**Exercise objective**
An exact copy of all the data below is needed.

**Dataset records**
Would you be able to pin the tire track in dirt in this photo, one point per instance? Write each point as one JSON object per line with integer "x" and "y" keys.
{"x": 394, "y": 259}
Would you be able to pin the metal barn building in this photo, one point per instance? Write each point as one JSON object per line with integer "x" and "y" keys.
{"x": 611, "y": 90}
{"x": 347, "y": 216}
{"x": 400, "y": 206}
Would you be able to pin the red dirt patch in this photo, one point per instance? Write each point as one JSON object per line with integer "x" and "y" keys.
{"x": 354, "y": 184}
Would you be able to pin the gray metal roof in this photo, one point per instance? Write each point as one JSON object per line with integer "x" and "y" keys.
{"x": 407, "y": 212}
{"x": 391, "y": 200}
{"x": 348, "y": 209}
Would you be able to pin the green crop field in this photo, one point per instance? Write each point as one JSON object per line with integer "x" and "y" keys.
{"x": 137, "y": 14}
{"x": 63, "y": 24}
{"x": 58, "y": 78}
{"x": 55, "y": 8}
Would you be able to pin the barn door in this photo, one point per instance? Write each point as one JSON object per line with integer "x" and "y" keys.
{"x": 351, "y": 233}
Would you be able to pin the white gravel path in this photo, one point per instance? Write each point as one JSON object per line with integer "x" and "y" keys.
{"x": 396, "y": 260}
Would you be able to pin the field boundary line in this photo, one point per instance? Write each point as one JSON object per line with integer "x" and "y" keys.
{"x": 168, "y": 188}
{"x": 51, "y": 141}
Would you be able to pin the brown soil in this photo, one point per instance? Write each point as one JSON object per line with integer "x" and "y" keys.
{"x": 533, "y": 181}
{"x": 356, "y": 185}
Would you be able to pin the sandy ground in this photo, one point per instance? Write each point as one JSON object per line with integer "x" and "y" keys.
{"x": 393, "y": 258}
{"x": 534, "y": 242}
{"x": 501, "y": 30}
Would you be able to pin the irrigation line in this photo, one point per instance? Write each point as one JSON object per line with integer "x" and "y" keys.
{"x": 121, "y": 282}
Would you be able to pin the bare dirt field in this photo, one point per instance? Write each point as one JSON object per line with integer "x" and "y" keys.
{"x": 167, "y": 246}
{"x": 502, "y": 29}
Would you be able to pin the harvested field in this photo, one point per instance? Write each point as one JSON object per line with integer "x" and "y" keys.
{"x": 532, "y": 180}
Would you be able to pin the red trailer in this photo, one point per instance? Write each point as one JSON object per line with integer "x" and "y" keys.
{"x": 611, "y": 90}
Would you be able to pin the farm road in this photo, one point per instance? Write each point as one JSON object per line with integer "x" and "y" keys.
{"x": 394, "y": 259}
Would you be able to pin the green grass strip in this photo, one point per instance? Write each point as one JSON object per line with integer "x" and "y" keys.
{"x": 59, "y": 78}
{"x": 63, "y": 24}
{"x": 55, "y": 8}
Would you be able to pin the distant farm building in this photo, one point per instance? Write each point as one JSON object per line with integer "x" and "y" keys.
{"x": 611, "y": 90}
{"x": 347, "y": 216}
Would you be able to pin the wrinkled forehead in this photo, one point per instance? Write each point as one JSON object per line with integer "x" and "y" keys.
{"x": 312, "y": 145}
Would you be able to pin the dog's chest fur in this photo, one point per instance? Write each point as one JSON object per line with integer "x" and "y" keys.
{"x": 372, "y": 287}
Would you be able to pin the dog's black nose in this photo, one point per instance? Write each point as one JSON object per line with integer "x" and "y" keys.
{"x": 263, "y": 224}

**Task answer**
Would you be able to pin the tire track in dirt in this photo, one point per instance? Write each point as one JSON object per line with integer "x" and "y" keys.
{"x": 394, "y": 259}
Would you be able to pin the metal barn building in this photo, one point per instance? Write each point as one JSON object per line with integer "x" and "y" keys.
{"x": 611, "y": 90}
{"x": 347, "y": 216}
{"x": 400, "y": 206}
Would you be able to pin the red dirt patch in this photo, one point per instance? Write each point as one JSON object per line with integer "x" and "y" keys.
{"x": 354, "y": 184}
Would you be able to pin the gray metal roof in this photo, one point per instance? Write each point as one JSON object per line with integer "x" and "y" keys.
{"x": 407, "y": 212}
{"x": 391, "y": 200}
{"x": 348, "y": 209}
Would you be able to pin the green crop field in this photo, one point per instance? Write each point as one JSON object per line with integer "x" and "y" keys.
{"x": 137, "y": 14}
{"x": 63, "y": 24}
{"x": 58, "y": 78}
{"x": 55, "y": 8}
Would you be able to pin the barn door in this photo, one point per instance? Write each point as one JSON object per line with integer "x" and "y" keys.
{"x": 351, "y": 233}
Would you be able to pin the white gravel path in this photo, one point per instance? Write each point as one JSON object per line with integer "x" and "y" keys.
{"x": 396, "y": 260}
Would you be able to pin the field boundary line in this photo, one point per instance? Write each point as one JSON object per line with integer "x" and "y" keys.
{"x": 168, "y": 188}
{"x": 51, "y": 141}
Would you be able to pin the brown soil in this photo, one point per instance? Write each point as one JSON object per line with integer "x" and "y" keys.
{"x": 533, "y": 181}
{"x": 356, "y": 185}
Would you be able to pin the sandy ground in this photo, one point per instance? Write each point as one JSON object per line with integer "x" and "y" keys.
{"x": 393, "y": 258}
{"x": 534, "y": 242}
{"x": 501, "y": 30}
Would you be able to pin the irrigation line in this photo, one point per instance? Write each point as one JSON object per line with integer "x" and "y" keys.
{"x": 121, "y": 282}
Would you be able to pin the bare dirt field in this photo, one point per instance? Write each point as one JSON object per line with integer "x" and "y" keys.
{"x": 167, "y": 246}
{"x": 502, "y": 29}
Would you be able to pin the harvested field in this photo, one point per instance? Write each point as one JSON object per line with integer "x" and "y" keys.
{"x": 532, "y": 180}
Would you be able to pin the red trailer in this photo, one point per instance? Write each point as one JSON object per line with integer "x" and "y" keys.
{"x": 611, "y": 90}
Would you be able to pin the farm road in this photo, one point per instance? Write each point as one JSON object per line with integer "x" and "y" keys.
{"x": 394, "y": 259}
Would you be able to pin the green grass strip in this photo, one point per instance? Write each point as one JSON object per line with integer "x" and "y" keys.
{"x": 59, "y": 78}
{"x": 63, "y": 24}
{"x": 55, "y": 8}
Would you be able to pin the distant farm building in this photo, one point per instance? Write each point as one JSON object per line with integer "x" and "y" keys.
{"x": 611, "y": 90}
{"x": 347, "y": 216}
Would you be able to pin the wrinkled forehead in this photo, one point per instance? Write each point as one JSON object per line with integer "x" and "y" keys.
{"x": 312, "y": 145}
Would you be able to pin the dog's chest fur in this photo, one point per instance? Write each point as one JSON object per line with integer "x" and "y" keys.
{"x": 372, "y": 287}
Would you be able to pin the dog's black nose in this photo, one point per instance? Write each point as one JSON object per line with integer "x" and "y" keys.
{"x": 263, "y": 224}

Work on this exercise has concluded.